# Task to complete
For this exercise, output the line containing "negative clicks: (380, 300) (382, 302)" and all lines after it to the end of the records, exactly, with no other content.

BEGIN Source material

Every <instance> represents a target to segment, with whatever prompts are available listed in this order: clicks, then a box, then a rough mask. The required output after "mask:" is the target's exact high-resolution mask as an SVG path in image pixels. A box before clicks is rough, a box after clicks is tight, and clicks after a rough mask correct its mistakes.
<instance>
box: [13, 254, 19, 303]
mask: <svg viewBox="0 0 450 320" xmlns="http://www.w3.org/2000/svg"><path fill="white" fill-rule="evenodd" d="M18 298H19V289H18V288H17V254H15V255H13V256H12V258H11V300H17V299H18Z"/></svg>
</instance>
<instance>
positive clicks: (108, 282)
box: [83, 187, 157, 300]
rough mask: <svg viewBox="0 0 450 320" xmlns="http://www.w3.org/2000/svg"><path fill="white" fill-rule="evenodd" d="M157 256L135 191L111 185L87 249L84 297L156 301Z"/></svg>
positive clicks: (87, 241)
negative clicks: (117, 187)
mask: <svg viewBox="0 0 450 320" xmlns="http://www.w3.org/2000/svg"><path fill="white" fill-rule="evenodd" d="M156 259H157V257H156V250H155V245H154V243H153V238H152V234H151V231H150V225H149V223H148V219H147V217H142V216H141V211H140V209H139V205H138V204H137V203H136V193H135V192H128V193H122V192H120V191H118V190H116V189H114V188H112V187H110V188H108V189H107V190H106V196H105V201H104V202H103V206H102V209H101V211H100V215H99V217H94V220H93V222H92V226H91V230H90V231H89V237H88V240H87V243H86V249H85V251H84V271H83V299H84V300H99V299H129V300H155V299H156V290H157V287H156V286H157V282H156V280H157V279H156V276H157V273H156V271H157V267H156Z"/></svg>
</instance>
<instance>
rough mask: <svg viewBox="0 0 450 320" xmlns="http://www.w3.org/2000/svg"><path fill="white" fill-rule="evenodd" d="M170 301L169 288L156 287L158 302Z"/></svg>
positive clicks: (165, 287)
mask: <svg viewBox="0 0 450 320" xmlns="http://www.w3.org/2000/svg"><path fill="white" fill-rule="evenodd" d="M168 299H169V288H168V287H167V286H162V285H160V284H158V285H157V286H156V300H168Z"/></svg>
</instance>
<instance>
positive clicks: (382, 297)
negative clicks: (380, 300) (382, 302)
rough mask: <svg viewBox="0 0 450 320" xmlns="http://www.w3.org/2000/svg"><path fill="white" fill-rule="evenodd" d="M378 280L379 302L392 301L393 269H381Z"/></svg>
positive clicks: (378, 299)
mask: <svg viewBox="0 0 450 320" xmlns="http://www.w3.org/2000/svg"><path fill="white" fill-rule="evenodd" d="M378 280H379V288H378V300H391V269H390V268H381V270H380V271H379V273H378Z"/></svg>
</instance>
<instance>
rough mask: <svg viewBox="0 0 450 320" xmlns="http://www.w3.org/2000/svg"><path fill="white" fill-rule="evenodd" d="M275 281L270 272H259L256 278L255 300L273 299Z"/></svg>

END Source material

# Completed task
negative clicks: (380, 300) (382, 302)
rough mask: <svg viewBox="0 0 450 320" xmlns="http://www.w3.org/2000/svg"><path fill="white" fill-rule="evenodd" d="M378 280L379 302L392 301L393 269H381Z"/></svg>
positive clicks: (378, 299)
mask: <svg viewBox="0 0 450 320" xmlns="http://www.w3.org/2000/svg"><path fill="white" fill-rule="evenodd" d="M378 280H379V288H378V300H391V269H390V268H381V270H380V271H379V273H378Z"/></svg>
</instance>
<instance>
rough mask: <svg viewBox="0 0 450 320" xmlns="http://www.w3.org/2000/svg"><path fill="white" fill-rule="evenodd" d="M275 281L270 272H259L256 278L255 300L273 299Z"/></svg>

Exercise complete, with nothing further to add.